• **Prompt**:
Count the lines in the records below that contain the word "every", with uppercase and lowercase treated as different. Give only the number.

• **Material to process**:
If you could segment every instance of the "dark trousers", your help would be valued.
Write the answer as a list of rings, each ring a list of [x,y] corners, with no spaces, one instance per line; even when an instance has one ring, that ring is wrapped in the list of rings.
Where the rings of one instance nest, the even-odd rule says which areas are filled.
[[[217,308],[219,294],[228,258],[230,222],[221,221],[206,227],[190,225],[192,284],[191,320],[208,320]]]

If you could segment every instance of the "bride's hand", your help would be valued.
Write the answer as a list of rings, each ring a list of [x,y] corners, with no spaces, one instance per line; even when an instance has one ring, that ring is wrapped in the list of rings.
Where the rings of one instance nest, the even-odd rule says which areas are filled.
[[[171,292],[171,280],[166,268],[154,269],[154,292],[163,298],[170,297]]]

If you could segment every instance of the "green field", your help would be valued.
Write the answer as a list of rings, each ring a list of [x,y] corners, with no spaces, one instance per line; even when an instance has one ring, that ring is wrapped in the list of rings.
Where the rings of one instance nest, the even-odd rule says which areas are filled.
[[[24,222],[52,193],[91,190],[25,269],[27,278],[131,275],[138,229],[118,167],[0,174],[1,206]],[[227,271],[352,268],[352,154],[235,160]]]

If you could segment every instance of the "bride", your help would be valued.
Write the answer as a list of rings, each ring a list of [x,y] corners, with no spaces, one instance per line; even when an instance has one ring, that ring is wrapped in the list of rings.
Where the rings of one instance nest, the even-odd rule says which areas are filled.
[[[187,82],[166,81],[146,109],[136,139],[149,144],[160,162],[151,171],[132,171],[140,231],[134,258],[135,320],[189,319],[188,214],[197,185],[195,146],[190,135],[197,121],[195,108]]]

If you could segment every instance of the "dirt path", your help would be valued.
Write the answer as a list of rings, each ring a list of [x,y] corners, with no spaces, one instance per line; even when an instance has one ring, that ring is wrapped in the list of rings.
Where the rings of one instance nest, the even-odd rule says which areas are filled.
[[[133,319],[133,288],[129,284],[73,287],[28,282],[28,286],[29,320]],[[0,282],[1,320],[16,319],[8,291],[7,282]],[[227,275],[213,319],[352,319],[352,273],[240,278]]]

• **The result**:
5